**Stated exercise**
List every potter named in the pottery essay below, leaving out the essay's author.

**Document extract**
--- BEGIN ---

Here is the essay in its entirety:
YOUR DEEPEST MIND
by
Alex Matisse
Some days the work is maddening; others, it is a delight, the clay springing from the wheel head effortlessly, as though it could not wait to be turned to its final form. Other days the clay stays obstinately close to the wheel, falling back down when it is worked too hard, tired and wet, retiring to a growing pile of slumped pots in the corner of the splash pan.
It was the spring of 2006 when my blue Vanagon wheezed up the last pitch of Early's Mountain, North Carolina. At the crest a sign read, "Welcome to the Big Sandy Mush Community." I rode the brakes the rest of the way down. As I passed the old Fords and Dodges with their diesel engines grinding up out of the bottom land, their drivers still waved at the passing cars; not so much a wave, perhaps, as one crooked pointer finger, raised from the top of the steering wheel, above a cracked dashboard. After winding through fields of silage and tobacco, I arrived at the Jones Pottery where for two years I was to work under the watchful eye of Matt Jones, learning his craft.
Matt's introduction to clay was similar to my own. Just a decade prior, at a small college in Indiana, Matt somehow ended up in a pottery class. From Earlham College, he went to apprentice with a Connecticut potter, Todd Piker, who introduced him to the family of potters we are now all part of. After two-and-a-half years with Todd, Matt and his wife, Christine, moved down to North Carolina to work for Mark Hewitt, another potter who, like Todd, fires a large wood-burning kiln. Mark and Todd had worked with the same potter in England, Michael Cardew, who made pots in the English country tradition, not unlike the folk potters of North Carolina. Matt worked for Mark for six months before leaving to find the land he now lives on with his wife and their two children, Linden and Sara Frances.
The pottery, or workshop, is simple. A dirt floor keeps it both cool and dust free, two small windows sit on either side of the door, and below them two potters wheels, the plastic splash pans replaced with wood. Behind the workshop lies an enormous pile of bluish-gray clay, dug with a backhoe from a tobacco field on the other side of Early's Mountain. Matt thinks it should last him 30 years and it probably will. At the far end of the workshop, under a peak-roofed tin shed lies the kiln, like a giant egg cut in half, dug into the hillside.
Potting is a work of extremes. For a few crazy months we work like mad, filling the ware racks with pots, preparing the kiln to accept them, and performing the countless other chores required to keep the pottery in order. The firing approaches with a week of backbreaking, painstaking work. The loading takes time and mental strain as each pot is placed into the kiln, each one raised off the kiln shelves or floor with a chalky white mixture of alumina hydrate, china clay, and sawdust, called wadding. After four or five days, the kiln is full and the door is carefully bricked up, the cracks filled with clay and sand.

--- END ---

**Data extract**

--- BEGIN ---

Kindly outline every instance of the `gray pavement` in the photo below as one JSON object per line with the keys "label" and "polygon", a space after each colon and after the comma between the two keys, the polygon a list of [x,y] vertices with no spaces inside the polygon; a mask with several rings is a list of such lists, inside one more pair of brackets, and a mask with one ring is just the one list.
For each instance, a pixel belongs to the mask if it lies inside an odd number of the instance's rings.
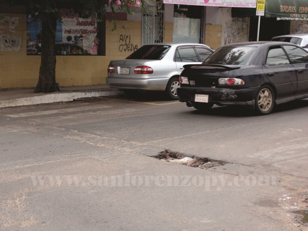
{"label": "gray pavement", "polygon": [[[255,116],[153,95],[0,109],[0,229],[297,230],[308,100]],[[165,149],[229,163],[201,169]]]}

--- END ---

**Answer to the exercise**
Matt Jones, Todd Piker, Mark Hewitt, Michael Cardew